- Task details
Copy every line of the items below word for word, leaving out the pictures.

- Information supplied
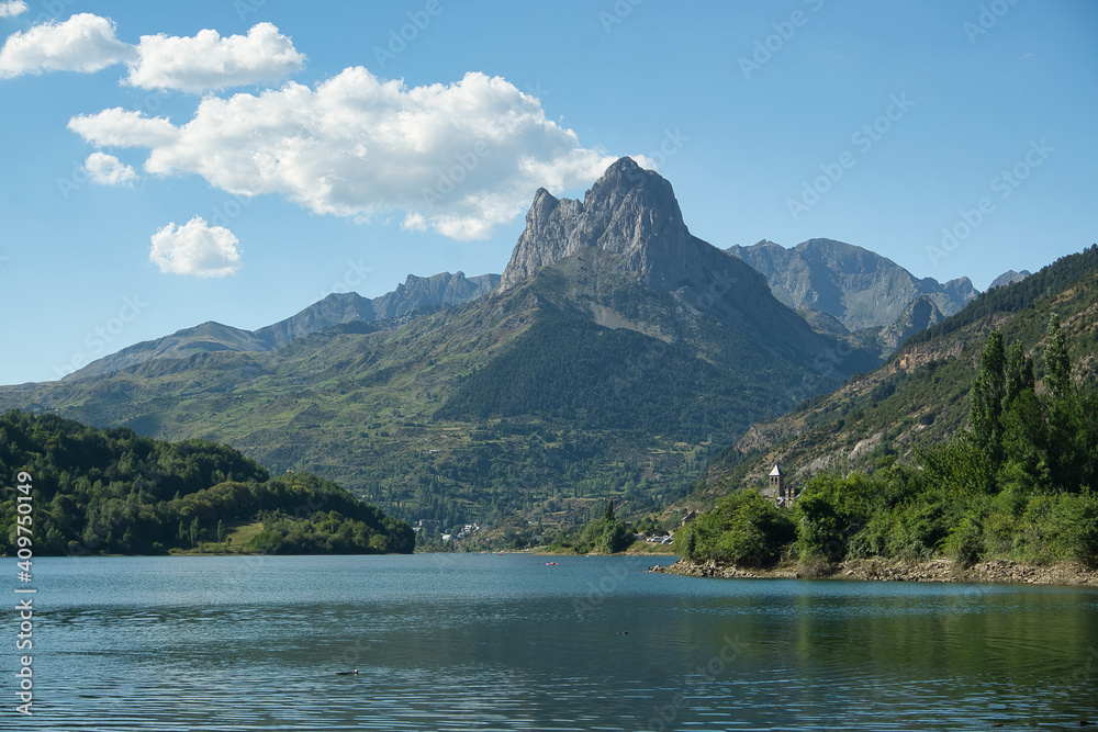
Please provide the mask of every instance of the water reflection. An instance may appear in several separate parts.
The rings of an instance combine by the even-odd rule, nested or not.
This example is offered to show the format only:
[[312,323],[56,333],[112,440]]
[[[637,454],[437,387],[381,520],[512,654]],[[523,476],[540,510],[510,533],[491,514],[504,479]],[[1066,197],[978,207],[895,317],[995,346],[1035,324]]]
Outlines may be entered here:
[[[1098,720],[1093,590],[706,581],[648,574],[649,563],[41,560],[37,713],[13,724],[1028,730]],[[336,675],[351,668],[359,674]]]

- Result of this task
Please provide the mask of every instance of the water reflection. An instance may appear in several separate parts.
The rings of an instance combine by the even-odd rule, nested or not.
This example is offered to show the format only:
[[312,323],[56,333],[112,440]]
[[[637,454],[437,387],[381,520],[512,654]],[[523,476],[540,510],[510,533],[491,514],[504,479]],[[1066,197],[978,207],[895,317],[995,346],[1035,324]]]
Outlines may be entered here:
[[[1098,720],[1093,590],[706,581],[648,574],[649,563],[41,560],[37,713],[13,724],[1028,730]],[[336,675],[351,668],[359,674]]]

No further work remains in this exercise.